= DOCUMENT EXCERPT =
** Begin **
Why is my ML Agents project not training?

Hey there,

I am working on my final year project for University which involves creating an ML agent using reinforcement learning. I am a reasonably confident programmer however, I am really struggling to implement ML agents successfully within Unity.

I have finally created a very simple agent script that I thought would work but when I go to train it does not work. The agent script should simply allow the agent to rotate to aim at an enemy and shoot when it is aiming at the enemy.

I am unsure if I have coded the agent script poorly or if the problem lies elsewhere (such as within the Unity editor and so on). Below is the code for the agent script (no observations are included as I am using the Ray Perception Sensor 3D to identify walls and the enemy):

using System.Collections;
using System.Collections.Generic;
using UnityEngine;
using Unity.MLAgents;
using Unity.MLAgents.Sensors;

public class MLAgent : Agent
{
    private Rigidbody Rb;
    private Vector3 startingRotation;
    private float currentRotationY;
    private Vector3 startingPosition;

    private GameObject shootingPointGO;
    private Transform shootingPoint;

    //private float timer;

    public override void Initialize()
** End **
= COLLECTED MATERIAL =
** Begin **
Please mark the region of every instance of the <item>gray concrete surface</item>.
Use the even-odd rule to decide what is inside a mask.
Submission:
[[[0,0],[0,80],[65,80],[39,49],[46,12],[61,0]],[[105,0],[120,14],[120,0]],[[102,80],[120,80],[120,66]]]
** End **
= EXERCISES =
[1] Reproduce everything in the ML Agents forum post above from "public class MLAgent" down to "override void Initialize()".
[2] Answer these questions using the ML Agents forum post above:
(a) Which sensor does the poster use to identify walls and the enemy?
(b) What two things should the agent script let the agent do?
(c) Which class does the MLAgent class inherit from?

= WRITTEN RESPONSES =
[1]
public class MLAgent : Agent
{
    private Rigidbody Rb;
    private Vector3 startingRotation;
    private float currentRotationY;
    private Vector3 startingPosition;

    private GameObject shootingPointGO;
    private Transform shootingPoint;

    //private float timer;

    public override void Initialize()

[2]
(a) The Ray Perception Sensor 3D.
(b) Rotate to aim at an enemy, and shoot when it is aiming at the enemy.
(c) Agent.